| Work request |
From the line with "of the garden" through the line with "of the utility", inclusive, return each line of the data below exactly and leave the rest out.
┌─ Entries provided
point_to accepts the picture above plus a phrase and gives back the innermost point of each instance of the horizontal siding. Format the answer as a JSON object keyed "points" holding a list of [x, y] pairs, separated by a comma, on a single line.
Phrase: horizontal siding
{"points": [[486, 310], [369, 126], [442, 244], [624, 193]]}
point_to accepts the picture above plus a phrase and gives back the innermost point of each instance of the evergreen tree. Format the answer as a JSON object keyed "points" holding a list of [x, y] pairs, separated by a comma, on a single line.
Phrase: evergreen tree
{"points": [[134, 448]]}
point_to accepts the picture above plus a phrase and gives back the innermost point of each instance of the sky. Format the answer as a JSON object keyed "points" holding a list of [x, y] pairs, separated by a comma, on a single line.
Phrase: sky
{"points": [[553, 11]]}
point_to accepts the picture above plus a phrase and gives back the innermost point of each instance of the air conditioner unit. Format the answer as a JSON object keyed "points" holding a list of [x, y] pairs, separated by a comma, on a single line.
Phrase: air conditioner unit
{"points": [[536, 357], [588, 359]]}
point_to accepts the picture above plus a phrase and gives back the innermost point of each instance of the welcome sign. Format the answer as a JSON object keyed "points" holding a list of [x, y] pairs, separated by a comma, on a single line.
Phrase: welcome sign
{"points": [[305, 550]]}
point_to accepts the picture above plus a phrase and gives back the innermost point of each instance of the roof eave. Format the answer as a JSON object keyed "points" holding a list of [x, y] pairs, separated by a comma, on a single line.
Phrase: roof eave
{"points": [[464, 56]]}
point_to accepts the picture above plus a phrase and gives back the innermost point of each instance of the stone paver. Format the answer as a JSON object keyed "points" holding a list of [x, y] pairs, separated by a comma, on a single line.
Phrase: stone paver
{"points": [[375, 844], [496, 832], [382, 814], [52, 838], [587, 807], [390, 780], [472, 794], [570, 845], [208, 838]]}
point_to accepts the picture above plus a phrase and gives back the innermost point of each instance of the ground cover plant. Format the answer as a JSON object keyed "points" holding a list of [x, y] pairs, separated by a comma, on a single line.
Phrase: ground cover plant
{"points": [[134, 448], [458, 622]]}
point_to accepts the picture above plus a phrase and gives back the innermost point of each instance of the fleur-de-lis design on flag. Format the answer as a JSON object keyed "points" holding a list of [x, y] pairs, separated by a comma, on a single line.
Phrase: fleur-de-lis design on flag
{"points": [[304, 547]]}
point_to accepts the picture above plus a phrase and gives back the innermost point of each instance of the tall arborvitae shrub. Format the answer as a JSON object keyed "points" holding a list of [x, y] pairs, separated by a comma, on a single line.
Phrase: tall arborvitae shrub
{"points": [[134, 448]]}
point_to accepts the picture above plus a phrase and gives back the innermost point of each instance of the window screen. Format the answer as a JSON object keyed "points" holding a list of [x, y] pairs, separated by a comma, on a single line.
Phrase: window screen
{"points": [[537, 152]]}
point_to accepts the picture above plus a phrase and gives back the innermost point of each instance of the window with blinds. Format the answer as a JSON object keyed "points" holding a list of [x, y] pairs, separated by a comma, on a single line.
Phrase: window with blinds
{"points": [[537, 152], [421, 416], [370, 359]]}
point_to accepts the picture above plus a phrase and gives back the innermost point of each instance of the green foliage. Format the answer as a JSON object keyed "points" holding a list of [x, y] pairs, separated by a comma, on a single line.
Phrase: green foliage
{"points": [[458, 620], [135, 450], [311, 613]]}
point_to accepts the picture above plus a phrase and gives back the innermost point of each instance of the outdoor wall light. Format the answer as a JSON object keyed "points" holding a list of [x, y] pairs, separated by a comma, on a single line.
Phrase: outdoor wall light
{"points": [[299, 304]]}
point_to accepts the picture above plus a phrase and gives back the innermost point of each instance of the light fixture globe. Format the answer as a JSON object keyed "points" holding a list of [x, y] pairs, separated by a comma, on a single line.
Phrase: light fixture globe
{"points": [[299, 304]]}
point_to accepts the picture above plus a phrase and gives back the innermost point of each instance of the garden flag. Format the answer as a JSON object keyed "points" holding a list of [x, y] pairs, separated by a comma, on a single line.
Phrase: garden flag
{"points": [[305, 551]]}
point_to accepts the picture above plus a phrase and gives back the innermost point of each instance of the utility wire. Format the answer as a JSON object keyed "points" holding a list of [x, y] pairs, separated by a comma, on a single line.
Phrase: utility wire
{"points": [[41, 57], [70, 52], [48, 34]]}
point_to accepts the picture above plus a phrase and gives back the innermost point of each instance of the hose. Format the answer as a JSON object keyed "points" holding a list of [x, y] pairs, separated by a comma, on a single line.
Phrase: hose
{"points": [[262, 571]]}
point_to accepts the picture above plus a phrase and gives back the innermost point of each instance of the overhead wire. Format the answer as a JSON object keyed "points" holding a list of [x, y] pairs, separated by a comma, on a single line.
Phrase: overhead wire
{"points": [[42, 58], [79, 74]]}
└─
┌─ Entries provided
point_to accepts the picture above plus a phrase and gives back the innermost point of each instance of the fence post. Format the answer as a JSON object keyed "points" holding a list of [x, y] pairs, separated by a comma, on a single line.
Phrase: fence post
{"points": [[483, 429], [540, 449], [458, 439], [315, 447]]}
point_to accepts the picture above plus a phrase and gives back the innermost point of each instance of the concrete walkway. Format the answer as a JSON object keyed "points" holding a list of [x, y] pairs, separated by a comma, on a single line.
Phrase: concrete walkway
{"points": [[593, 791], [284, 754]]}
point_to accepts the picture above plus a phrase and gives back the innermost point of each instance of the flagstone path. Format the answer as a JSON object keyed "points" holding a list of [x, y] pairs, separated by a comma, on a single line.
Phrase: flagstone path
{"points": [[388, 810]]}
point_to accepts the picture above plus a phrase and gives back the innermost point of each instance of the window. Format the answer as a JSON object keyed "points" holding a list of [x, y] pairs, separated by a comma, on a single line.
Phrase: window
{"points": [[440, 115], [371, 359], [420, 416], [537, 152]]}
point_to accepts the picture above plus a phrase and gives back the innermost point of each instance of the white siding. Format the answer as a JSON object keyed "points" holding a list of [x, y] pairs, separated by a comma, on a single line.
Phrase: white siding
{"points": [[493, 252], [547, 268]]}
└─
| Answer for the task |
point_to accepts the picture above plus a phrase and gives back the innermost point of each instance of the garden flag. Format the answer as a JSON object keyed "points" holding a list of [x, y] pairs, separated by a comma, on a single line.
Phrase: garden flag
{"points": [[305, 551]]}
point_to accepts the picture above plus a phrase and gives back the innermost point of each instance of the utility wire. Format the answer as a JSON object keyed "points" holding a list of [x, y] pairs, separated by a comma, on a single line.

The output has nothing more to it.